After locating the line with "Target: bollard" in the entries below, output it and each following line up to and including the line with "Target: cream area rug", exactly and without pictures.
-- -- --
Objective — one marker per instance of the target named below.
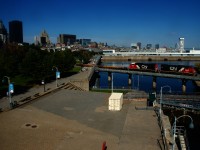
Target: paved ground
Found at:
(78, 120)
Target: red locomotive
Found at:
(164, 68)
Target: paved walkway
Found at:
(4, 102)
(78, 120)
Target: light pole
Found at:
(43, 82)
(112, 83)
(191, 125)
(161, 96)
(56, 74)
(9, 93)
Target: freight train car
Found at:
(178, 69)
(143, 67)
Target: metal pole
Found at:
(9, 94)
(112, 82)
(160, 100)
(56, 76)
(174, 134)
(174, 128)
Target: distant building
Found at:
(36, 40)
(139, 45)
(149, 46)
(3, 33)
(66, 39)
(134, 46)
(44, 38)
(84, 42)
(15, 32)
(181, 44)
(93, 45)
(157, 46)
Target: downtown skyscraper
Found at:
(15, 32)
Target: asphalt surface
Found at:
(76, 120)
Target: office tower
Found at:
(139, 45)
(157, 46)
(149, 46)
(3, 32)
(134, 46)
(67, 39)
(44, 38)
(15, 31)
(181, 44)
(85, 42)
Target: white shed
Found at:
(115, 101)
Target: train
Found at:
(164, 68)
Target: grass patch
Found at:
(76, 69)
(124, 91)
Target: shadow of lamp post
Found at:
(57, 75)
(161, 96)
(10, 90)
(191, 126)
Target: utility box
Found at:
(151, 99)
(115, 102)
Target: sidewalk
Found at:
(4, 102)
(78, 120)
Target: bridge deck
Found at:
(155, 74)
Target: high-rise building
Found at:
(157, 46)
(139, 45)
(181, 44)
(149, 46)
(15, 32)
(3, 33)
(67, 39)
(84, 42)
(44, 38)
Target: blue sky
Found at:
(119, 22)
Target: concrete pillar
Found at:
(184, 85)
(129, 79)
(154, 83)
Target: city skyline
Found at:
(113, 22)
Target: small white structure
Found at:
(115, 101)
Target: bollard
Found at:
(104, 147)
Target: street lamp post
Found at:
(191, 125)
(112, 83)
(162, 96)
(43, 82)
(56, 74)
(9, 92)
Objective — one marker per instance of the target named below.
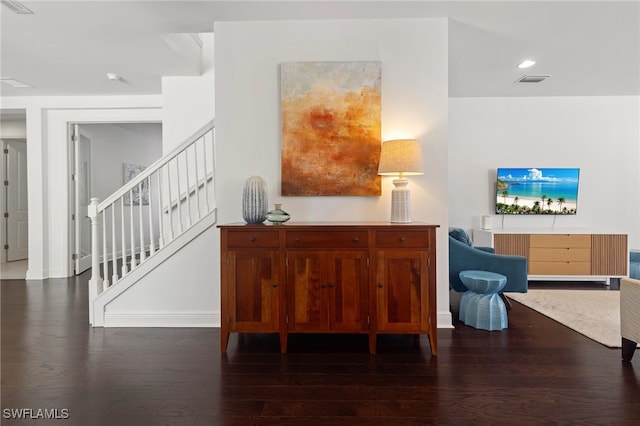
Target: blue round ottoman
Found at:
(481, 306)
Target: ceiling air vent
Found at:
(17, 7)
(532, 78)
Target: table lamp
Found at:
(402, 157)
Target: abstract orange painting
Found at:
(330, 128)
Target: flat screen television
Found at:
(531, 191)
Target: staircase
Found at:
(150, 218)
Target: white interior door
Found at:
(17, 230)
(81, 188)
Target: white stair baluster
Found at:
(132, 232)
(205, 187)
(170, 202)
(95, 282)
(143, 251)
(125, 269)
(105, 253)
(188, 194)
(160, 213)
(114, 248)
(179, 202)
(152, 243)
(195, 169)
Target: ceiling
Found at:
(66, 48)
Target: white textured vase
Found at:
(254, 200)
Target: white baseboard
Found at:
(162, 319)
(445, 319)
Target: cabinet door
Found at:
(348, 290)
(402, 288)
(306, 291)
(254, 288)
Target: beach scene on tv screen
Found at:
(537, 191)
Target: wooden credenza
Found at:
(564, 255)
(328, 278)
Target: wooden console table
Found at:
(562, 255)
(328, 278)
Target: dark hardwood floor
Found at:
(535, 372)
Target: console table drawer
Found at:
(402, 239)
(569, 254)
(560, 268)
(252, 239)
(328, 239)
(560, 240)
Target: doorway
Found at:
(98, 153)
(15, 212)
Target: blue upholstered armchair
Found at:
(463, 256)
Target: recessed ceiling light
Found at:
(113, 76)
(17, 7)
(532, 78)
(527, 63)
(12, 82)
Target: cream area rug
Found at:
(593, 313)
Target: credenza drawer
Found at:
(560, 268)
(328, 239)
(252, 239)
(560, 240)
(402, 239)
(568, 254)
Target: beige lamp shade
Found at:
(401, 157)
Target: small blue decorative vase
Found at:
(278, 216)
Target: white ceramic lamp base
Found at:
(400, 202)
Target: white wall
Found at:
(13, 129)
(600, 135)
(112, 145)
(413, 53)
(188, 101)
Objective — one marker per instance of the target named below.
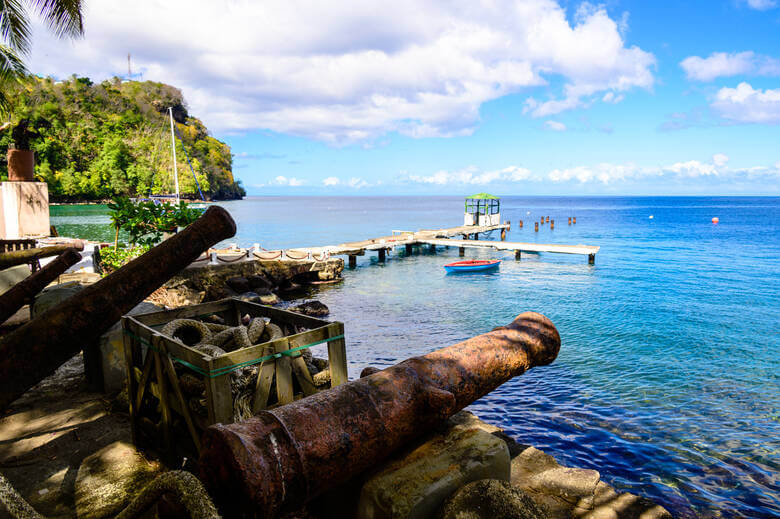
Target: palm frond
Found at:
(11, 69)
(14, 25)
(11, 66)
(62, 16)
-- -- --
EXERCISE RESULT
Target: bollard
Found at:
(104, 147)
Target: street lamp post
Found at:
(191, 125)
(112, 83)
(162, 96)
(43, 82)
(56, 74)
(9, 92)
Objective — one marker per instance of the target named below.
Target: blue round ottoman
Found at:
(481, 306)
Target: ceiling air vent
Found at:
(17, 7)
(532, 78)
Target: table lamp
Found at:
(402, 157)
Target: abstract orange painting
Found at:
(330, 128)
Target: flat screen television
Found at:
(531, 191)
Target: staircase
Found at:
(150, 218)
Target: white interior door
Found at:
(17, 230)
(81, 188)
Target: white stair baluster
Found at:
(132, 232)
(205, 187)
(170, 202)
(95, 282)
(143, 251)
(125, 269)
(105, 253)
(188, 194)
(160, 213)
(114, 248)
(179, 202)
(152, 243)
(195, 169)
Target: ceiling
Found at:
(66, 48)
Target: white textured vase
Found at:
(254, 200)
Target: white baseboard
Found at:
(162, 319)
(445, 319)
Target: cabinet door
Found at:
(348, 290)
(402, 288)
(306, 291)
(254, 288)
Target: beach scene on tv screen
Found at:
(537, 191)
Target: wooden credenza
Found at:
(564, 255)
(328, 278)
Target: wooden console table
Found at:
(562, 255)
(328, 278)
Target: dark hardwood floor
Found at:
(535, 372)
Target: console table drawer
Found at:
(402, 239)
(569, 254)
(560, 268)
(252, 239)
(328, 239)
(560, 240)
Target: doorway
Found at:
(98, 153)
(15, 212)
Target: blue upholstered armchair
Found at:
(463, 256)
Target: recessed ceiling light
Found at:
(113, 76)
(17, 7)
(532, 78)
(527, 63)
(12, 82)
Target: cream area rug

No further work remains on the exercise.